▶ _Problem statement_
Line by line, retype the material below exactly, from its first line up to and including the one holding "each like (667,464).".

▶ _Source data_
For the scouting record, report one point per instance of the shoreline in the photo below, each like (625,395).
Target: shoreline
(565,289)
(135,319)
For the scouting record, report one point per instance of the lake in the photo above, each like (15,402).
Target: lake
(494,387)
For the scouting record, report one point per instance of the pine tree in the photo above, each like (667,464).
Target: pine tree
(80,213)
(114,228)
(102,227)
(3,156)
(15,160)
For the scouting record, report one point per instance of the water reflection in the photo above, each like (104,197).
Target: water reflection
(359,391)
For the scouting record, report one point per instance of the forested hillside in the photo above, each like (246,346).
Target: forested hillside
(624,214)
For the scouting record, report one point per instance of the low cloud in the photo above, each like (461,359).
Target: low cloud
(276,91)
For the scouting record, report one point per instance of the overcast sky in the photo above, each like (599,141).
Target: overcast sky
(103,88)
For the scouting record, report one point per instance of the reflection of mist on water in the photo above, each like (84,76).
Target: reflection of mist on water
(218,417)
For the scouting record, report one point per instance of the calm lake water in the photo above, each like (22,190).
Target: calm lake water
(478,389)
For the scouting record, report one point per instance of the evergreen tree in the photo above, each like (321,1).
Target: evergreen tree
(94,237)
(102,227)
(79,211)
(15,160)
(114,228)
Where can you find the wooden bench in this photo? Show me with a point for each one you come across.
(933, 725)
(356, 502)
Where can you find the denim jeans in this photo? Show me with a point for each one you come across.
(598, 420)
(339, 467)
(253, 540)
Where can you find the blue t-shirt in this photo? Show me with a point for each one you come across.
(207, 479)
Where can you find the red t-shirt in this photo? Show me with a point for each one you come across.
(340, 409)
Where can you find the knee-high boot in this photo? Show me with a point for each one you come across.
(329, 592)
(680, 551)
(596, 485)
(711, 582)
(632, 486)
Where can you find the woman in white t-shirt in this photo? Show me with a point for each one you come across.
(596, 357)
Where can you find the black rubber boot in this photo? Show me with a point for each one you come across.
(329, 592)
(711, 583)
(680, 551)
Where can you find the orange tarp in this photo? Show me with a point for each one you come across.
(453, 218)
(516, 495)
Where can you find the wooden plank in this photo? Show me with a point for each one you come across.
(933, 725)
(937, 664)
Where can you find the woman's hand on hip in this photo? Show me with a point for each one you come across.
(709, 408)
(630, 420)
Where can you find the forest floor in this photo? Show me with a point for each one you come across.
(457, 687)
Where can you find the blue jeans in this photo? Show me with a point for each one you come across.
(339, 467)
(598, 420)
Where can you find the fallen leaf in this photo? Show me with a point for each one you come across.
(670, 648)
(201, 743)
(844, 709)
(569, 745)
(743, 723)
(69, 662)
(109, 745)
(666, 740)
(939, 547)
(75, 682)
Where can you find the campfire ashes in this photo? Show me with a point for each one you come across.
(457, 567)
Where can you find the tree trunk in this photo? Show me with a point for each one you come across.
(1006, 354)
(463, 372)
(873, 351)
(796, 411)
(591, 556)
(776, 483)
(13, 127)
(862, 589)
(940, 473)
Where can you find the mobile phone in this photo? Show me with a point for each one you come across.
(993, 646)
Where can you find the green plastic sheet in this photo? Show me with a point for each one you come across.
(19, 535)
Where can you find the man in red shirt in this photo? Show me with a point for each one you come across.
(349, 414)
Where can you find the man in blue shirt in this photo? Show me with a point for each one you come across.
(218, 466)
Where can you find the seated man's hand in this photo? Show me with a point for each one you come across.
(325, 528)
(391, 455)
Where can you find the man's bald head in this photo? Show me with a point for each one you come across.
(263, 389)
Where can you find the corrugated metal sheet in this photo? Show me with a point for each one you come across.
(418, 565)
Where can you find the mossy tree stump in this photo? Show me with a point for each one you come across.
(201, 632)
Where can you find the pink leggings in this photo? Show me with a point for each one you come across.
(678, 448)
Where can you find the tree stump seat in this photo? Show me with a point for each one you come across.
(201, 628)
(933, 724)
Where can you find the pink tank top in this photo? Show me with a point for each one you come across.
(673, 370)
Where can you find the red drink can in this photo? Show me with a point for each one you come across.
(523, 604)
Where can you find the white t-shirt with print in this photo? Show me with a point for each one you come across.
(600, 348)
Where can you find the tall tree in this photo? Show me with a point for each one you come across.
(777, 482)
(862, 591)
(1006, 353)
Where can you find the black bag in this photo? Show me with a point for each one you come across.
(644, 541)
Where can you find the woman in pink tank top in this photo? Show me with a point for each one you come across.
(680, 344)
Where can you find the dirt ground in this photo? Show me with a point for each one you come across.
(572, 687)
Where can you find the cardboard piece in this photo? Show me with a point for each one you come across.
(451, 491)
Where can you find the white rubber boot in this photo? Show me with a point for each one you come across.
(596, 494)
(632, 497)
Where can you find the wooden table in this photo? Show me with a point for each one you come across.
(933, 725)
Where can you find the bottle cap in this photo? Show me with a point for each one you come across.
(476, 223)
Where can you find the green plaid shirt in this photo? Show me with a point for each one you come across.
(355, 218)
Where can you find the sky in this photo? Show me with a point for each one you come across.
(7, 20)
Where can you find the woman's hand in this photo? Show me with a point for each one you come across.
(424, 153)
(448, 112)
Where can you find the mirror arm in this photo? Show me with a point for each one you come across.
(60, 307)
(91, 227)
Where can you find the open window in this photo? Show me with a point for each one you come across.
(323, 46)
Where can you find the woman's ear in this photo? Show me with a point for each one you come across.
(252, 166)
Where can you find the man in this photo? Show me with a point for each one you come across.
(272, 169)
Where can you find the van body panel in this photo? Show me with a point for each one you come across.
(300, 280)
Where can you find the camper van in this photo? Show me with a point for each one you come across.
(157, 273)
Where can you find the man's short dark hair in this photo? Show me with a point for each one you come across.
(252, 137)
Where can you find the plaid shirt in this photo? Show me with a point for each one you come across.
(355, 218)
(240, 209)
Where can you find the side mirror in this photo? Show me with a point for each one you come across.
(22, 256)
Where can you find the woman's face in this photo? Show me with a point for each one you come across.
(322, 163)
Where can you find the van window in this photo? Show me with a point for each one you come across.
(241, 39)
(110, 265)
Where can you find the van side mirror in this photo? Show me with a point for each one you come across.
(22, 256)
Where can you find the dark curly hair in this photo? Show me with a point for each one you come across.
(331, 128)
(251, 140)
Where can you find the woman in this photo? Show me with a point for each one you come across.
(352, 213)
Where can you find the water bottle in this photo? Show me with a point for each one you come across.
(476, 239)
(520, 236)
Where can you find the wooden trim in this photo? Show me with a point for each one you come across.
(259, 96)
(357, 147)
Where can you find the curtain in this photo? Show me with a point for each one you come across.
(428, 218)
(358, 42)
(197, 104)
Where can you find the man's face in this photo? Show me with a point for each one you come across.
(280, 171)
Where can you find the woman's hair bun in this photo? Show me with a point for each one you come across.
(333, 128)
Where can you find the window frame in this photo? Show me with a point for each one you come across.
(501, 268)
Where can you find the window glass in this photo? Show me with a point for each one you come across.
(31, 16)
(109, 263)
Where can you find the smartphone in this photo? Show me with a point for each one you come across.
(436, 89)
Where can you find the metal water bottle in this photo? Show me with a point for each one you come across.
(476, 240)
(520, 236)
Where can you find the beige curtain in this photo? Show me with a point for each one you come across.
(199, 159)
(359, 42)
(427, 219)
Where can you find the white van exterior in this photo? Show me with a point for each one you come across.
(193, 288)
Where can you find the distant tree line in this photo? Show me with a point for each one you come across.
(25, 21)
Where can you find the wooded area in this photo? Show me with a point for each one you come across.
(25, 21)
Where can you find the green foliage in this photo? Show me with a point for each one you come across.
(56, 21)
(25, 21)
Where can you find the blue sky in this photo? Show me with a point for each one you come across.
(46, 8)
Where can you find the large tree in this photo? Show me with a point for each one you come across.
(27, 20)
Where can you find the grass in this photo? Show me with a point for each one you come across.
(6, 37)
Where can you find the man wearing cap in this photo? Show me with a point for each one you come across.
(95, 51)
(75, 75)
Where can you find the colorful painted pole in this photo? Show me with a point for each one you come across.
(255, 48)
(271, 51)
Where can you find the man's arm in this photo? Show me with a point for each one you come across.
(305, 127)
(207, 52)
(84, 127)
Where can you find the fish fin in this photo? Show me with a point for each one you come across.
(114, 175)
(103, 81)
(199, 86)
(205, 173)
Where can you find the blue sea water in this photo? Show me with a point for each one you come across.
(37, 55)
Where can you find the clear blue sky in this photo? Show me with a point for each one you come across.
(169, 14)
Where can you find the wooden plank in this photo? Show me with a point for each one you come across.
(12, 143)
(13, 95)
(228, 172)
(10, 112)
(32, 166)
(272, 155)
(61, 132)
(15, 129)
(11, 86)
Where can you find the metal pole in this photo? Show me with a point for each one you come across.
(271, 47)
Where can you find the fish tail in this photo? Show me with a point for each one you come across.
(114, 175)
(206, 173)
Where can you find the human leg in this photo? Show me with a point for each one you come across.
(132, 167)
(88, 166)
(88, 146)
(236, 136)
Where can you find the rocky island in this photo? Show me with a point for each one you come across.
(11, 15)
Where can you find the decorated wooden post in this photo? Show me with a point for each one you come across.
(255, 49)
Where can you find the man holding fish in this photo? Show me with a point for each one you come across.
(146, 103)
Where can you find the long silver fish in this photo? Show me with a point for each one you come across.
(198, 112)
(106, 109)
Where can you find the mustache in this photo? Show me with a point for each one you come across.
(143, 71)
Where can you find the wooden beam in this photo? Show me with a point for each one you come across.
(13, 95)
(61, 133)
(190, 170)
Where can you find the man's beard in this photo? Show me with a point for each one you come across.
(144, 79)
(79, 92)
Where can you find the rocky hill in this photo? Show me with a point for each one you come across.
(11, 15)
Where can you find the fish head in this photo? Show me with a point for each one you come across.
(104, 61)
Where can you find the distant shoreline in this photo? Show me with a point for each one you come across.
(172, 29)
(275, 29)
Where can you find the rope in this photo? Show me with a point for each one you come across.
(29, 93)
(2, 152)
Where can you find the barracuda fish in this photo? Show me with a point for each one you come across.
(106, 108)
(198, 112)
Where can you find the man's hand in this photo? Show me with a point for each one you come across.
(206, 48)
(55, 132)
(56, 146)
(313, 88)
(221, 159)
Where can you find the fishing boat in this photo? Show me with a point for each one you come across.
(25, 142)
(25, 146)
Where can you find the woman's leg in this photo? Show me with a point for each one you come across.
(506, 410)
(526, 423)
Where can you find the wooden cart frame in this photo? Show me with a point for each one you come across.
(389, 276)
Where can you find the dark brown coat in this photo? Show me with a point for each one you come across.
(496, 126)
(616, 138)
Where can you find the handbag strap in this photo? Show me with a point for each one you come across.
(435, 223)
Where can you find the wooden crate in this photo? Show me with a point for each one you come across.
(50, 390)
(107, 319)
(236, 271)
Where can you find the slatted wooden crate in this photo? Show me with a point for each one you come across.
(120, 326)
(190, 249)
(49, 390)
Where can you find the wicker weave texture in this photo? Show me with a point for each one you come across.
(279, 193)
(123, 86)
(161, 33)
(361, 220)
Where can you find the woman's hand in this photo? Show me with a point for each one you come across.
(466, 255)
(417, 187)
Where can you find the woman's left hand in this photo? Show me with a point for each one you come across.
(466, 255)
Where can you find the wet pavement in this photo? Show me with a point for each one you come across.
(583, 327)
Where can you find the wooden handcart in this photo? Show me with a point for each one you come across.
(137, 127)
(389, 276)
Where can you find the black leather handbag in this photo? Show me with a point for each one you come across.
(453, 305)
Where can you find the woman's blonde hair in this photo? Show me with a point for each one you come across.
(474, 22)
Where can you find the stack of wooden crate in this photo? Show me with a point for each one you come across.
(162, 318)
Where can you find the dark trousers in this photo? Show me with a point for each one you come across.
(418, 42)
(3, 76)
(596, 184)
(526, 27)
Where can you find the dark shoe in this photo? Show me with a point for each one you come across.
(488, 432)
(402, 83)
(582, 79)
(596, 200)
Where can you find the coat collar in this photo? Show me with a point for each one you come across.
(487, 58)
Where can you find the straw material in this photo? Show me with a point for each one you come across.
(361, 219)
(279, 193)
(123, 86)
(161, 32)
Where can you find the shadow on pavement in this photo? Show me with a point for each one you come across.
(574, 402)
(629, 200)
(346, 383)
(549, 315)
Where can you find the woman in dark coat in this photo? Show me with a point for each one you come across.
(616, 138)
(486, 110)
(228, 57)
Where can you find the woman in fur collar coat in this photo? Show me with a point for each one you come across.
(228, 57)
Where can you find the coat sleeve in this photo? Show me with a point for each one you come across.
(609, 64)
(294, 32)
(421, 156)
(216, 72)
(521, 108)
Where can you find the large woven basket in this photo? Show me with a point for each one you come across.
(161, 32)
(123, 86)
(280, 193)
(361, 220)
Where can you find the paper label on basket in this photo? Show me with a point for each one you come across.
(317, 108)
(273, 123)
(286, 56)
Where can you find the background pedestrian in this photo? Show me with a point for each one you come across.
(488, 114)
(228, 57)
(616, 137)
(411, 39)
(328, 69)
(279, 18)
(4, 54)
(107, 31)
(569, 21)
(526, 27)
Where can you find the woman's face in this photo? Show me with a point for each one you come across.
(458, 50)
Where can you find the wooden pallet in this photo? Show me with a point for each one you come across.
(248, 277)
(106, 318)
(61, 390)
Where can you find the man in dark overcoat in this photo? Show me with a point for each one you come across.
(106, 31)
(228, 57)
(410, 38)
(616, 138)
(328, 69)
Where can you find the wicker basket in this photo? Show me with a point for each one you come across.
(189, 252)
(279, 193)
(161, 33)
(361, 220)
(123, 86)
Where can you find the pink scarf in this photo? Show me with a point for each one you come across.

▶ _Task result_
For the scouting record, report one point per instance of the shoreline in the photo below, each like (625,395).
Target: shoreline
(565,289)
(135,319)
For the scouting record, report one point per instance of the lake in the photo above, each like (15,402).
Target: lake
(494,387)
For the scouting record, report one point per instance of the pine tree in the photo above, each like (667,464).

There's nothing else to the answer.